▸ **THE PROBLEM**:
Every line below should be copied exactly; drop the pictures.

(Beginning of LISTED ENTRIES)

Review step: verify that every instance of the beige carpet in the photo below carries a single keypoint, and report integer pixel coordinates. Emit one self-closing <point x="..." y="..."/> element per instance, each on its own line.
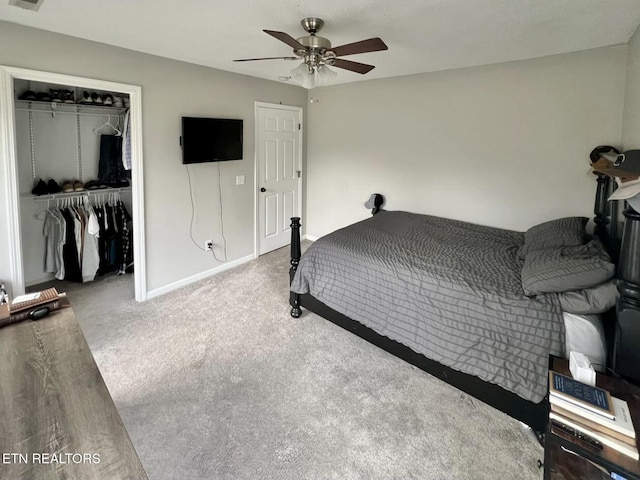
<point x="217" y="381"/>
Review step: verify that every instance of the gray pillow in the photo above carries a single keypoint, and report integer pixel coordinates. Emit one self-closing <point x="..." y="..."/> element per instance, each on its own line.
<point x="565" y="269"/>
<point x="562" y="232"/>
<point x="592" y="300"/>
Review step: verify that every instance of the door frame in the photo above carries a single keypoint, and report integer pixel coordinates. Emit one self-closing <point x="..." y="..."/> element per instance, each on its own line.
<point x="256" y="208"/>
<point x="9" y="164"/>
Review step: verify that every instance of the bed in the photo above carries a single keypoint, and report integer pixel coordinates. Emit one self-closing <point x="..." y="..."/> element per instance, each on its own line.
<point x="450" y="297"/>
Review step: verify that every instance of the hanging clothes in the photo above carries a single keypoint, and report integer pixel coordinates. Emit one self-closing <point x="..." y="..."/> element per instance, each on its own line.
<point x="83" y="241"/>
<point x="110" y="168"/>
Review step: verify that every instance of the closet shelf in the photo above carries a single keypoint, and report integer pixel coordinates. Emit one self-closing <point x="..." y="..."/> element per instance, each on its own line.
<point x="73" y="108"/>
<point x="83" y="193"/>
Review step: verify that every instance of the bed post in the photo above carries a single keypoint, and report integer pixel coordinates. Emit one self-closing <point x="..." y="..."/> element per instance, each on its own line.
<point x="600" y="209"/>
<point x="626" y="355"/>
<point x="294" y="298"/>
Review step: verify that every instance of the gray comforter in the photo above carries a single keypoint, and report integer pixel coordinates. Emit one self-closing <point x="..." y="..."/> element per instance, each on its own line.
<point x="449" y="290"/>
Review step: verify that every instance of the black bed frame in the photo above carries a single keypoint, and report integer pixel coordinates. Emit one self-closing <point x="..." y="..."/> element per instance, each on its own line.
<point x="623" y="324"/>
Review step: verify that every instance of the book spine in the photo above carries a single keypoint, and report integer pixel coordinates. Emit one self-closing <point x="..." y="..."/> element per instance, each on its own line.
<point x="593" y="425"/>
<point x="613" y="424"/>
<point x="605" y="439"/>
<point x="583" y="405"/>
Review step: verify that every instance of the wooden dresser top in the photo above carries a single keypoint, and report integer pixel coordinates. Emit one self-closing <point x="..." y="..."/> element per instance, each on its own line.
<point x="57" y="418"/>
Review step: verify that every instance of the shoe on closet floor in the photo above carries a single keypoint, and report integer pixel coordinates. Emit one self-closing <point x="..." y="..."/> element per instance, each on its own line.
<point x="67" y="96"/>
<point x="53" y="187"/>
<point x="67" y="186"/>
<point x="86" y="98"/>
<point x="43" y="97"/>
<point x="40" y="188"/>
<point x="91" y="185"/>
<point x="56" y="95"/>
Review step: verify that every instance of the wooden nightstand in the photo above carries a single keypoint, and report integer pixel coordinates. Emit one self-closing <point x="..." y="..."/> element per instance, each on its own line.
<point x="568" y="458"/>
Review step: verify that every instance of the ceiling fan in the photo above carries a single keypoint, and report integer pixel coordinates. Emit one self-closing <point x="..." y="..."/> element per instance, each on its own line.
<point x="316" y="52"/>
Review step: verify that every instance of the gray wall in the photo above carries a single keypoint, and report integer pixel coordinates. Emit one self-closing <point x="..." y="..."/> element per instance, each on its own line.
<point x="631" y="122"/>
<point x="504" y="145"/>
<point x="170" y="89"/>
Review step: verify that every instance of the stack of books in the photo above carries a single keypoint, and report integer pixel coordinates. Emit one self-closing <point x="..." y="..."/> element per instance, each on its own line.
<point x="592" y="414"/>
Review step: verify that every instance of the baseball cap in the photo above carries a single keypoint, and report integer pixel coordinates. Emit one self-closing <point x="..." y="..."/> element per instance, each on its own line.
<point x="626" y="189"/>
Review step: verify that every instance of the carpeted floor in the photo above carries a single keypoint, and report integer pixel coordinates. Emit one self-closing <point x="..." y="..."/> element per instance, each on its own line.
<point x="217" y="381"/>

(End of LISTED ENTRIES)

▸ **TASK SOLUTION**:
Review step: verify that every instance of the beige carpet in the photo below carries a single keypoint, and report integer pixel coordinates. Emit one self-closing <point x="..." y="..."/> element per instance, each on its own line.
<point x="217" y="381"/>
Review step: verify that every instance of the gray pillow in the photo above carries a single keypoint, and report integer pixel coordinates. Emit one self-closing <point x="..." y="..."/> element per instance, each on its own line.
<point x="565" y="269"/>
<point x="562" y="232"/>
<point x="592" y="300"/>
Review step: verify that every instance of the door frame in the photo above carries a single keypoint, and report integer pixel coordinates. Emit one self-closing <point x="..." y="..."/> element per instance, each on its own line.
<point x="256" y="208"/>
<point x="9" y="164"/>
Review step: verify that every instance of the bed in the photo above carries a single keypoint, and report integer pixel coordinates. Emit one self-closing <point x="..." y="..."/> element per instance, each on its own line.
<point x="450" y="297"/>
Review step: verify that every instance of the hanging clothes in the photo above carries a single keypoint, and report integer pixel coordinates. Emit one self-closing <point x="..." y="..."/> element per instance, each on its own line.
<point x="83" y="241"/>
<point x="110" y="168"/>
Review step: verify that every instance of the closet shelf in the photo above carries a single keypoint, and report integer pixel coordinates. Emit one self-closing <point x="..." y="..."/> element per instance, each on its own line.
<point x="73" y="108"/>
<point x="83" y="193"/>
Review step: verify that every instance of the bed post in the photo above carries a single keypoint, and report integer pixel coordinates. Emit one self-closing <point x="..." y="..."/> element per instance, each on its own line.
<point x="600" y="209"/>
<point x="626" y="355"/>
<point x="294" y="298"/>
Review step: verify that every instance of the gray comforter in the photo above carries a single keypoint, and report integer pixel coordinates. Emit one self-closing <point x="..." y="..."/> element per instance, each on its own line.
<point x="449" y="290"/>
Review step: verify that every instance of the black bed frame in the photo above carries a single keypoint, and report integer pixel coordinates. Emit one self-closing <point x="..." y="..."/> element per instance, each on its own line.
<point x="623" y="324"/>
Review step: verify that every instance of the book spine in the photo above carries a single keypoint, and report integer pixel coordinates. Emit one self-closing <point x="..." y="..."/> element per instance, each on its own line.
<point x="593" y="425"/>
<point x="613" y="424"/>
<point x="605" y="439"/>
<point x="583" y="405"/>
Review step: verify that every instance of the wooden dresser top in the photo above carries a single keypoint, and report integer pixel coordinates. Emit one self-closing <point x="..." y="..."/> element per instance, each on its own line.
<point x="57" y="418"/>
Review step: verify that every instance of the shoe on closet floor in the photo above carries a single keypoint, and report integer pixel coordinates. Emit one self-closing <point x="..." y="..."/> element per instance, each on its own line.
<point x="67" y="96"/>
<point x="53" y="187"/>
<point x="67" y="186"/>
<point x="86" y="98"/>
<point x="43" y="97"/>
<point x="40" y="188"/>
<point x="91" y="185"/>
<point x="56" y="95"/>
Review step: verify that every instance of the wooden nightstand in the photo above carries a single keypoint, and report integer pixel coordinates. Emit one self-closing <point x="..." y="..."/> element per instance, each on its own line.
<point x="568" y="458"/>
Review step: verify that every instance of the ceiling fan in the photo above carries a single keypoint, and report integer pixel coordinates. Emit one self-closing <point x="..." y="..."/> element per instance, each on its own line.
<point x="316" y="52"/>
Review step: verify that every instance of the gray wall in the photo above carries a single keypoint, and report integer pixel coordinates. Emit one self-closing <point x="..." y="..."/> element per instance, each on its own line.
<point x="631" y="122"/>
<point x="504" y="145"/>
<point x="170" y="89"/>
Review step: verify that every instance of the stack of books in the photo above carries a single keypoint, and report integer pixel coordinates. Emit one self-closing <point x="..." y="..."/> element per instance, each on its own line.
<point x="592" y="414"/>
Review step: verify that every instance of the baseball cap in the photo above carries a single keypoint, and report integer pixel coordinates. Emit one self-closing <point x="..." y="..."/> element per instance, each on its own line.
<point x="626" y="189"/>
Review step: verify that every instance of the carpeted floor in the photo above carries a single keypoint, and report integer pixel coordinates. Emit one self-closing <point x="..." y="..."/> element per instance, each on its own line.
<point x="217" y="381"/>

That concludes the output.